WORK ORDER:
Answer these questions from the passage on GP surgery opening hours:
1. By when does the Government aim to have half of all GPs' surgeries operating "worker-friendly" opening hours?
2. How many practices currently offer extended hours, out of how many in total?
3. In which city is the BMA conference being held this week?

Latest figures from the Department of Health reveal that barely one in five doctors' surgeries open in the evenings or at weekends to cater for patients who cannot attend appointments during working hours. In some areas, not a single surgery is open beyond normal office hours.
Patients' groups said they were receiving a growing number of complaints from commuters and others who could not see their doctors at a convenient time.
The Government yesterday underlined its commitment to have half of all GPs' surgeries operating "worker-friendly" opening hours by the end of this year, in the face of growing opposition from doctors.
Ministers have asked GPs to work an extra 30 minutes a week per 1,000 patients. Leaders from the doctors' union, the British Medical Association (BMA), signed up to the new terms after the Government threatened to impose financial penalties on practices that refused to open later. But only 1,644 out of 8,068 practices now offer extended hours.
A spokeswoman for the Patients Association said: "Patients who want extended hours but can't get them are trapped – and that's not a National Health Service."
Delegates to the BMA conference in Edinburgh this week will vent their frustration on their leaders, as well as the Government. One motion decries the BMA's "surrender" over surgery hours, while another "expresses its deepest disappointment with way the Government handled the issue of extended opening hours of GP surgeries".
A Department of Health spokeswoman said the Government expected to see the number of practices operating extended hours rise when it publishes new figures this month.

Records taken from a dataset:
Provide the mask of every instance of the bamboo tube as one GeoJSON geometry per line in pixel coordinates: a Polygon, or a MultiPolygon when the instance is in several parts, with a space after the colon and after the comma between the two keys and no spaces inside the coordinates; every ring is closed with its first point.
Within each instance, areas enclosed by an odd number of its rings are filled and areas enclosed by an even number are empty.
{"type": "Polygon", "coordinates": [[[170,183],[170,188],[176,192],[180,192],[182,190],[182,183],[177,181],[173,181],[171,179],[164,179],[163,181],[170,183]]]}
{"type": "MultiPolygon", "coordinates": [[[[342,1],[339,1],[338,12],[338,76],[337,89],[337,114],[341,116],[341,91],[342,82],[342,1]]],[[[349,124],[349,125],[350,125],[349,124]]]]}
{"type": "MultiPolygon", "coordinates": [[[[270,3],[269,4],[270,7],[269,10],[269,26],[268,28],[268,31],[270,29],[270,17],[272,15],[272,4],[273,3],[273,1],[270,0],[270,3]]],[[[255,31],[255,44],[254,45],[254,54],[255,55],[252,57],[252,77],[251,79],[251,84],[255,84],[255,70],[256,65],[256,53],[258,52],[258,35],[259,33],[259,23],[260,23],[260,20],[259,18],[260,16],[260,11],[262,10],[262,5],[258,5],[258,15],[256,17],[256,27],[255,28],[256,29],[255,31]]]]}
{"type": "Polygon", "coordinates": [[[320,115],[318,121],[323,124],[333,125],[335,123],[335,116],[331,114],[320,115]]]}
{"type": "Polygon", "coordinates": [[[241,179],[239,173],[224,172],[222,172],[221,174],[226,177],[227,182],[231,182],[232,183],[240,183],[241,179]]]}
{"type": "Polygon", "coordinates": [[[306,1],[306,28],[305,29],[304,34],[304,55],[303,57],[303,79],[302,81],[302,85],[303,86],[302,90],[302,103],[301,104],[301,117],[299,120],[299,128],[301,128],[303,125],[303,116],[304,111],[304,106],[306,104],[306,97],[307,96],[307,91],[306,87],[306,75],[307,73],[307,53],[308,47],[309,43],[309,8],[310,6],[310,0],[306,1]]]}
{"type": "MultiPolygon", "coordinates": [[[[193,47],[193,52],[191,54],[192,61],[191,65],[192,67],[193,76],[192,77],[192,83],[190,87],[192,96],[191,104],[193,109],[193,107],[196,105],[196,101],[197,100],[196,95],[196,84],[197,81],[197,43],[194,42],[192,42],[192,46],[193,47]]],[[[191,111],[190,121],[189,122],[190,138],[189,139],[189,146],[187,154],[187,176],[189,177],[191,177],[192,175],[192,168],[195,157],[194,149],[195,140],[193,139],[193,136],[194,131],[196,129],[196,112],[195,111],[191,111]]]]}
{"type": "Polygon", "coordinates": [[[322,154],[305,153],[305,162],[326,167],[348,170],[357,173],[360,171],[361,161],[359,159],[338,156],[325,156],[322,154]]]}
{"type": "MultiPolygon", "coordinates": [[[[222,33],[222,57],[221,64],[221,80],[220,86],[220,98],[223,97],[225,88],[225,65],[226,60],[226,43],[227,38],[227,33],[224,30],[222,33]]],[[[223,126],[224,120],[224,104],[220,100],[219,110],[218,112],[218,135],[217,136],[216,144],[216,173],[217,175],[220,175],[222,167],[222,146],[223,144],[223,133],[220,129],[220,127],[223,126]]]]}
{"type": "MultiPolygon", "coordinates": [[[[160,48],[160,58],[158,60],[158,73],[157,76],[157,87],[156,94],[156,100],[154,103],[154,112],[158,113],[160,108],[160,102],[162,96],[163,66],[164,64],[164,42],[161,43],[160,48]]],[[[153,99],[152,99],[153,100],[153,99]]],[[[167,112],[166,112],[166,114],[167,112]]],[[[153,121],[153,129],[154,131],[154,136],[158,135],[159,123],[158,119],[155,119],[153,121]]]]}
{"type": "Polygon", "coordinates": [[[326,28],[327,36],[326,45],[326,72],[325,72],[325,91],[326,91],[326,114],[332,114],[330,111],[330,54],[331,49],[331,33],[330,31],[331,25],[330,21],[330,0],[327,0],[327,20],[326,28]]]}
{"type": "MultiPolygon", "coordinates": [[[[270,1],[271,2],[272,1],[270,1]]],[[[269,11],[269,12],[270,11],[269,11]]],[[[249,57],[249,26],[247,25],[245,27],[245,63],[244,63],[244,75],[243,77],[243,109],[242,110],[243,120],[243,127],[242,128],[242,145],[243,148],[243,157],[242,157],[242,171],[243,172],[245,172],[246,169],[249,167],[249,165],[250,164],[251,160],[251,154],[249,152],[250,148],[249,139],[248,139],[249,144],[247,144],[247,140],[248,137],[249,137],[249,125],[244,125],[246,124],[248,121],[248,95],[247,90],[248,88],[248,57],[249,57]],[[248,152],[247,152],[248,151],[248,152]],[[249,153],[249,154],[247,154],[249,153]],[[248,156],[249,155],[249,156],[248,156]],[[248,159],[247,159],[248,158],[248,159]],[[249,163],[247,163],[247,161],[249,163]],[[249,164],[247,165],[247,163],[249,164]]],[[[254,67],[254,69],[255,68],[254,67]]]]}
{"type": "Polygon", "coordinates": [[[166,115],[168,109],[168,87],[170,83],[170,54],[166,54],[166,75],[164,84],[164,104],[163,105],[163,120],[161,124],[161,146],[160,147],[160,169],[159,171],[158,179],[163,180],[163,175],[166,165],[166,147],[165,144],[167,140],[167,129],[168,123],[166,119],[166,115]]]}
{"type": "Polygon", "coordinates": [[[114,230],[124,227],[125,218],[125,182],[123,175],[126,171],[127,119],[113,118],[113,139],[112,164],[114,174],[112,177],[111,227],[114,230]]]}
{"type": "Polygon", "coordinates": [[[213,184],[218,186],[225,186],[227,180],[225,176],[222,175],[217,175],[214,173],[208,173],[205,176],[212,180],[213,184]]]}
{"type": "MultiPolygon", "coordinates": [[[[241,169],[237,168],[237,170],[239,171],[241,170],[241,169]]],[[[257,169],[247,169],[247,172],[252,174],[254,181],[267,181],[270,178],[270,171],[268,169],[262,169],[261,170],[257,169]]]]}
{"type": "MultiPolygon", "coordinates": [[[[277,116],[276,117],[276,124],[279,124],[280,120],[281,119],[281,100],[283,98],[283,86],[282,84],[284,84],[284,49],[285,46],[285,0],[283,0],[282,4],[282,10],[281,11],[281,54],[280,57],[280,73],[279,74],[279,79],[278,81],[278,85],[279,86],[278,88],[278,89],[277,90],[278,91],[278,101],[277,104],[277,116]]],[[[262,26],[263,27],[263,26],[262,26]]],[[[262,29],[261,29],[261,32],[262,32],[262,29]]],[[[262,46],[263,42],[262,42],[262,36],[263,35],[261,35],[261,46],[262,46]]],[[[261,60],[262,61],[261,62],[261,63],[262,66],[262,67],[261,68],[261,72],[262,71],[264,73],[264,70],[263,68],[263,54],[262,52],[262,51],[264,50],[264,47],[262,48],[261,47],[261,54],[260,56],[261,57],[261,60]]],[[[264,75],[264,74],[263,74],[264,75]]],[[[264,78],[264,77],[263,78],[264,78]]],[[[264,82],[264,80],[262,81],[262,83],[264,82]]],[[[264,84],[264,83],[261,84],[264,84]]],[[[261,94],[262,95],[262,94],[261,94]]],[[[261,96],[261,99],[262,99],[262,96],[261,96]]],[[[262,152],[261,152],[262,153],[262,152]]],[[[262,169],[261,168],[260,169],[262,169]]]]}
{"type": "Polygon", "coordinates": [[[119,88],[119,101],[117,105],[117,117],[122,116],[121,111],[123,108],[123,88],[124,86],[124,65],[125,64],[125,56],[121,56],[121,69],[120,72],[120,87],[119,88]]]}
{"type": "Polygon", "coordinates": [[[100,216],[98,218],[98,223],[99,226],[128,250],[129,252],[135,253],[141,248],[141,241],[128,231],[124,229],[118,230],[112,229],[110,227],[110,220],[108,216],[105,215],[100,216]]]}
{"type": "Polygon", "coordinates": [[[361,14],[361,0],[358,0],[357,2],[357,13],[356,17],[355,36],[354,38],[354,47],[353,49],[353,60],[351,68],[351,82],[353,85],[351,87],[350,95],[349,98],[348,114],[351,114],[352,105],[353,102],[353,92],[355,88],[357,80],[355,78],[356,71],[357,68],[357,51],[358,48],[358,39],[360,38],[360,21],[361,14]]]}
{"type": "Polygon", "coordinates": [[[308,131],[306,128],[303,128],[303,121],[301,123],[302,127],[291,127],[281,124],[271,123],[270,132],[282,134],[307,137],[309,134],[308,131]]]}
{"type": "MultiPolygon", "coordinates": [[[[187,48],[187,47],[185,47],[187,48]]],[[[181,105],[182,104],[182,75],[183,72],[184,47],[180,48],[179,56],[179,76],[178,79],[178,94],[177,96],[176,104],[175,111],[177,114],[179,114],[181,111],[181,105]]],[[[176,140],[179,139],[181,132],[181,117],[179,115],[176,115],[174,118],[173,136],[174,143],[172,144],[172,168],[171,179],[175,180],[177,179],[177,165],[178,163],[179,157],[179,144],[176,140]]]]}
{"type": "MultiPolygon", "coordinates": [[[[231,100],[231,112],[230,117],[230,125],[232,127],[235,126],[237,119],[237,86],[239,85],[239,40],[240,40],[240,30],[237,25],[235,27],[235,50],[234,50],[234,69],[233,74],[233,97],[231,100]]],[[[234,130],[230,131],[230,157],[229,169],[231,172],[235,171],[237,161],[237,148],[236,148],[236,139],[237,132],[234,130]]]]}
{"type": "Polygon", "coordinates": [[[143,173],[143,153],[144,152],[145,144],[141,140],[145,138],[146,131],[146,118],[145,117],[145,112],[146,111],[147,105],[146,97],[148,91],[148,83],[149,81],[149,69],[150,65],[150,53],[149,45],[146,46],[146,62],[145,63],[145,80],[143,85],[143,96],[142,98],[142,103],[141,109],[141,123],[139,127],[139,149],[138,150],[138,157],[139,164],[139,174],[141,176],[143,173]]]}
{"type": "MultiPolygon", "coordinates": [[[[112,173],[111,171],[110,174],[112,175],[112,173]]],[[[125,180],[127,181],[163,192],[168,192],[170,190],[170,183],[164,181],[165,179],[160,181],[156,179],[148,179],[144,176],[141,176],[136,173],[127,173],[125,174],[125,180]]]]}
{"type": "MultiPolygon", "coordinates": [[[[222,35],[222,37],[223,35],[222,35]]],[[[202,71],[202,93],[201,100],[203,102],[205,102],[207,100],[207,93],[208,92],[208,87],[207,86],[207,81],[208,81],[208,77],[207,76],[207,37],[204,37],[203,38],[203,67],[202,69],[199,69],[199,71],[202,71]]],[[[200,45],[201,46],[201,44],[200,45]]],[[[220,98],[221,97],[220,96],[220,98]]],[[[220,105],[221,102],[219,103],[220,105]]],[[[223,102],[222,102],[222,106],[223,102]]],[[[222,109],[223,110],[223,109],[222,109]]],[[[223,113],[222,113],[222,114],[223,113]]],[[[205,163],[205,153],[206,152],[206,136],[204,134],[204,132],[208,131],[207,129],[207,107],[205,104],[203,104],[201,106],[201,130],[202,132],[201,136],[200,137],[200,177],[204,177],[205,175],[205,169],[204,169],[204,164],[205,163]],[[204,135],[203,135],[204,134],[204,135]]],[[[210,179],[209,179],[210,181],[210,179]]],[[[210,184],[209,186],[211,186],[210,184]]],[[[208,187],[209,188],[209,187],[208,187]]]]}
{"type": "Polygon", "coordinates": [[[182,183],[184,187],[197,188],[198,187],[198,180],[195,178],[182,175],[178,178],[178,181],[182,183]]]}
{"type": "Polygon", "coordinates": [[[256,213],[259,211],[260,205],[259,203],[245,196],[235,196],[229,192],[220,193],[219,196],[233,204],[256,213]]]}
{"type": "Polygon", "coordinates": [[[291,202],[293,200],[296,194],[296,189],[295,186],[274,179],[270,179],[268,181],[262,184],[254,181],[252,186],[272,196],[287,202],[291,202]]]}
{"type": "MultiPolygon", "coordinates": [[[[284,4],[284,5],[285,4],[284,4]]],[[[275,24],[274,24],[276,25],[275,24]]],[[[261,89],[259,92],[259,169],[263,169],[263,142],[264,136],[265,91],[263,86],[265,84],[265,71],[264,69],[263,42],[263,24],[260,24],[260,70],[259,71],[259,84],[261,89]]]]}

REPLY:
1. By the end of this year.
2. 1,644 out of 8,068 practices.
3. Edinburgh.